** START DOCUMENT SEGMENT **
Ashley-Tung commented 6 months ago

I resubmitted the kxnqpyow6x0kr0k9jp06e job here and it was successful: https://23.22.157.8/#/opcenter/jobs/s1pdgzlr8d1paqulligdf

Ashley-Tung commented 6 months ago

[UPDATE] Currently still being investigated. This error code 9011 appears for several jobs, but rerunning some of the jobs does not have the error appear again. The issue is suspected to be a syncing issue with s3fs.

Ashley-Tung commented 5 months ago

[UPDATE] No fix yet, as this is still under investigation, but a fix is expected in 2.5.3

Ashley-Tung commented 5 months ago

[UPDATE] All of these failed jobs due to a failure to restore error of Bad File Size is due to an s3fs bug. These jobs were run on the 2.4.1 second private build due to a sync error. We were able to match this error to a known error in a previous case. Version 2.5+ has updated s3fs and we have not see this issue since the upgrade.

@gaow I suggest we close this issue for now, but we will keep monitoring jobs to see if this pops up again. There are other code 9011 errors we have seen and we will be filing a ticket/Github issue soon, but those do not reflect the same restore error shown in these jobs above. Please let me know if you have any more question or concerns

gaow commented 5 months ago

Okay thanks @Ashley-Tung let's do what you suggest
** END DOCUMENT SEGMENT **
** START MATERIAL FOR THIS TASK **
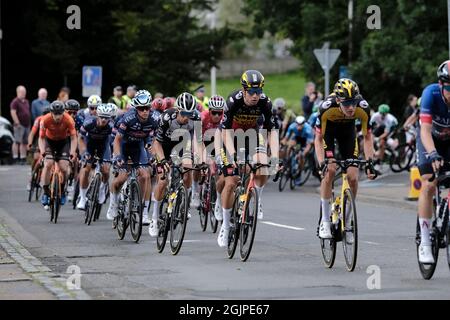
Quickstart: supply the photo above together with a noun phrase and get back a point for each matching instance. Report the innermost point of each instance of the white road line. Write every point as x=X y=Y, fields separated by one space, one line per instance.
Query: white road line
x=282 y=226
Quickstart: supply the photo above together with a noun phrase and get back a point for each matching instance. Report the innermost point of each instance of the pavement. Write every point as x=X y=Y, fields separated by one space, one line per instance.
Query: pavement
x=285 y=263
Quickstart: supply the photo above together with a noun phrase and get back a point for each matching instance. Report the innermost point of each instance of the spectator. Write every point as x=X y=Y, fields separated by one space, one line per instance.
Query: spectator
x=64 y=94
x=308 y=99
x=38 y=105
x=21 y=115
x=118 y=98
x=131 y=92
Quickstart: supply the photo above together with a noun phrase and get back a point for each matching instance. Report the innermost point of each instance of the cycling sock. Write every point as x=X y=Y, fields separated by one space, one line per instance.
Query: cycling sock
x=226 y=217
x=83 y=193
x=425 y=225
x=155 y=210
x=326 y=210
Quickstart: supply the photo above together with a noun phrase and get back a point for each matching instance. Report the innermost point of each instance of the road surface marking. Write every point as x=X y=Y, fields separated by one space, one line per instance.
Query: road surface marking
x=282 y=226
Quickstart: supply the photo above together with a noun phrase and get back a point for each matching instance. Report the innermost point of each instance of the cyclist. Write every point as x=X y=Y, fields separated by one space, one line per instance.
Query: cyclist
x=433 y=146
x=94 y=140
x=57 y=142
x=383 y=125
x=244 y=108
x=132 y=138
x=337 y=121
x=211 y=121
x=181 y=117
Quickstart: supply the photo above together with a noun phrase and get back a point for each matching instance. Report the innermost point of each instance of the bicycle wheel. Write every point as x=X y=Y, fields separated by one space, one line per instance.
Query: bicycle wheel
x=135 y=210
x=212 y=204
x=92 y=196
x=350 y=234
x=427 y=270
x=179 y=220
x=203 y=209
x=235 y=225
x=76 y=194
x=248 y=226
x=56 y=197
x=163 y=225
x=327 y=246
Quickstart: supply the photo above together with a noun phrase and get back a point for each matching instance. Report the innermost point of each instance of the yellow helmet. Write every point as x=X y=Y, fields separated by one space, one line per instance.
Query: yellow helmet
x=346 y=89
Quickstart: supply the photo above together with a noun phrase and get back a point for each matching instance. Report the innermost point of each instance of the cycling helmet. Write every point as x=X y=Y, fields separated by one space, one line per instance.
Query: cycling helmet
x=158 y=104
x=346 y=89
x=300 y=120
x=186 y=102
x=105 y=111
x=94 y=101
x=114 y=108
x=252 y=79
x=444 y=72
x=57 y=107
x=217 y=103
x=72 y=105
x=143 y=98
x=384 y=109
** END MATERIAL FOR THIS TASK **
▶ [STATED PROBLEM A]: Please transcribe the part of the thread that opens with the words containing "[UPDATE] All of" and closes with "since the upgrade.".
▶ [STATED PROBLEM B]: Give the records in the part that opens with the line containing "of the pavement." and closes with the line containing "x=327 y=246" as a two-column CSV with the columns input and output. Use one row per record, and put the record's text and its answer each in a single quoted field with line breaks turned into spaces.

▶ [FINAL RESULT A]:
[UPDATE] All of these failed jobs due to a failure to restore error of Bad File Size is due to an s3fs bug. These jobs were run on the 2.4.1 second private build due to a sync error. We were able to match this error to a known error in a previous case. Version 2.5+ has updated s3fs and we have not see this issue since the upgrade.

▶ [FINAL RESULT B]:
input,output
"Quickstart: supply the photo above together with a noun phrase and get back a point for each matching instance. Report the innermost point of each instance of the pavement. Write every point as x=X y=Y, fields separated by one space, one line per instance. Query: pavement","x=285 y=263"
"Quickstart: supply the photo above together with a noun phrase and get back a point for each matching instance. Report the innermost point of each instance of the spectator. Write every point as x=X y=Y, fields separated by one space, one line per instance. Query: spectator","x=64 y=94 x=308 y=99 x=38 y=105 x=21 y=115 x=118 y=98 x=131 y=92"
"Quickstart: supply the photo above together with a noun phrase and get back a point for each matching instance. Report the innermost point of each instance of the cycling sock. Write every point as x=X y=Y, fields separated by one space, one line per instance. Query: cycling sock","x=226 y=217 x=83 y=193 x=425 y=225 x=155 y=210 x=326 y=210"
"Quickstart: supply the photo above together with a noun phrase and get back a point for each matching instance. Report the innermost point of each instance of the road surface marking. Write every point as x=X y=Y, fields separated by one space, one line per instance. Query: road surface marking","x=282 y=226"
"Quickstart: supply the photo above together with a noun phrase and get back a point for each matching instance. Report the innermost point of each instance of the cyclist. Write every point as x=X y=Y, fields separated by one space, one line per instance. Query: cyclist","x=433 y=146 x=94 y=140 x=57 y=142 x=383 y=125 x=244 y=108 x=132 y=138 x=337 y=121 x=211 y=121 x=181 y=117"
"Quickstart: supply the photo above together with a noun phrase and get back a point for each matching instance. Report the innermost point of each instance of the bicycle wheel. Write every point as x=X y=Y, fields separated by one space, one line per instance. Query: bicycle wheel","x=135 y=210 x=212 y=204 x=92 y=196 x=350 y=234 x=427 y=270 x=179 y=220 x=203 y=209 x=235 y=225 x=76 y=194 x=248 y=226 x=56 y=197 x=163 y=225 x=327 y=246"